=== GIVEN RECORDS ===

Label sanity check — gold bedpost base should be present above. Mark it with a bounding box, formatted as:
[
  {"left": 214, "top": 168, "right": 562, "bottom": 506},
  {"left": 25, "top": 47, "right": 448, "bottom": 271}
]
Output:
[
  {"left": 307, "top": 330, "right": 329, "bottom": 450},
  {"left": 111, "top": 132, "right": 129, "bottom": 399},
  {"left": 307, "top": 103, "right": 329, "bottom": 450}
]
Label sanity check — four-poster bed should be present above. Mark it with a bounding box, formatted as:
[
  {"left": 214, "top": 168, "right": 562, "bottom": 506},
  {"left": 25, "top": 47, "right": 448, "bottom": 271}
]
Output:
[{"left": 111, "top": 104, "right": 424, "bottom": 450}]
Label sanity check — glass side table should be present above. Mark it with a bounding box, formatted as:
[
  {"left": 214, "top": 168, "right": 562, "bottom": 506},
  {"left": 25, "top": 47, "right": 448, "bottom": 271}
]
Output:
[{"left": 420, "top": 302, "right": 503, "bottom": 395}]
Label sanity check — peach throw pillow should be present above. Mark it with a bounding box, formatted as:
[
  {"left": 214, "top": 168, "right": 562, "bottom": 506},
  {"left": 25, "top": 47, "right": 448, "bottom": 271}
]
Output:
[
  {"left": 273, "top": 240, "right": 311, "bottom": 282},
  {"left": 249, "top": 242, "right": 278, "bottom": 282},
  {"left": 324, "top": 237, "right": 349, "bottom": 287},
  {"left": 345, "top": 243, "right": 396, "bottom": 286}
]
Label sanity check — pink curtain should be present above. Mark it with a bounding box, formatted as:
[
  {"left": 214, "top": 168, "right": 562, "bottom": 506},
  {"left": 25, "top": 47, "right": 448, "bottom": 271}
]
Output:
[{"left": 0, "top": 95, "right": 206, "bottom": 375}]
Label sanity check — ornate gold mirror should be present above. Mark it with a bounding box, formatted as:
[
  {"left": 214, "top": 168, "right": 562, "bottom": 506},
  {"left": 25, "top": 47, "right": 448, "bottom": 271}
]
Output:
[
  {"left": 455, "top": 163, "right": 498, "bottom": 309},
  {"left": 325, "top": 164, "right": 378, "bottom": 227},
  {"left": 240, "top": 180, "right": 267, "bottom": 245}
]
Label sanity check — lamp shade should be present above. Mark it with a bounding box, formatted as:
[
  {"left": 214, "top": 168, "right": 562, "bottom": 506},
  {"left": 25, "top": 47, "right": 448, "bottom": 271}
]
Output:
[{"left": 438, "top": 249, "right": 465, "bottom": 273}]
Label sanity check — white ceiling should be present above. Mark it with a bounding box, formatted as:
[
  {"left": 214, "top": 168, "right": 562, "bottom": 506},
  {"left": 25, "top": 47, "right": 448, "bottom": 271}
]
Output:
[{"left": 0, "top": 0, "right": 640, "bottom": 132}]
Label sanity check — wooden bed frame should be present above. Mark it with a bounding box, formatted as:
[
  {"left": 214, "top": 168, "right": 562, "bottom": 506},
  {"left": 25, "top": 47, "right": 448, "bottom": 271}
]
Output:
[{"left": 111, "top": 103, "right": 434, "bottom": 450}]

===

Arrange the lines from the one containing "Label sanity check — pink" through the last line of the items as a Markdown table with a Row column giving each row's number and a Line column holding the line. Leave out any blank lines.

THE ANSWER:
| Row | Line |
|---|---|
| 1 | Label sanity check — pink curtain should be present above. Mark it with a bounding box, formatted as: |
| 2 | [ |
| 3 |   {"left": 214, "top": 168, "right": 562, "bottom": 506}, |
| 4 |   {"left": 25, "top": 47, "right": 448, "bottom": 271} |
| 5 | ] |
| 6 | Output: |
| 7 | [{"left": 0, "top": 95, "right": 206, "bottom": 375}] |
| 8 | Label sanity check — ornate gold mirror should be present above. Mark it with a bounding box, formatted as: |
| 9 | [ |
| 10 |   {"left": 214, "top": 168, "right": 562, "bottom": 506}, |
| 11 |   {"left": 25, "top": 47, "right": 448, "bottom": 271} |
| 12 | ] |
| 13 | Output: |
| 14 | [ |
| 15 |   {"left": 455, "top": 163, "right": 498, "bottom": 309}, |
| 16 |   {"left": 325, "top": 164, "right": 378, "bottom": 227}, |
| 17 |   {"left": 240, "top": 180, "right": 267, "bottom": 245} |
| 18 | ] |
| 19 | Label sanity check — lamp shade should be present above. Mark it with a bounding box, formatted as: |
| 20 | [ |
| 21 |   {"left": 214, "top": 168, "right": 562, "bottom": 506}, |
| 22 |   {"left": 25, "top": 47, "right": 448, "bottom": 271} |
| 23 | ] |
| 24 | Output: |
| 25 | [{"left": 438, "top": 249, "right": 465, "bottom": 273}] |
| 26 | Label sanity check — white ceiling should be present above. Mark it with a bounding box, formatted as: |
| 27 | [ |
| 28 |   {"left": 214, "top": 168, "right": 562, "bottom": 506}, |
| 29 |   {"left": 25, "top": 47, "right": 448, "bottom": 271} |
| 30 | ] |
| 31 | Output: |
| 32 | [{"left": 0, "top": 0, "right": 640, "bottom": 132}] |
| 33 | Label sanity check — wooden bed frame should be present above. Mark it with a bounding box, formatted as: |
| 34 | [ |
| 35 |   {"left": 214, "top": 168, "right": 562, "bottom": 506}, |
| 36 |   {"left": 25, "top": 47, "right": 448, "bottom": 271} |
| 37 | ] |
| 38 | Output: |
| 39 | [{"left": 111, "top": 103, "right": 434, "bottom": 450}] |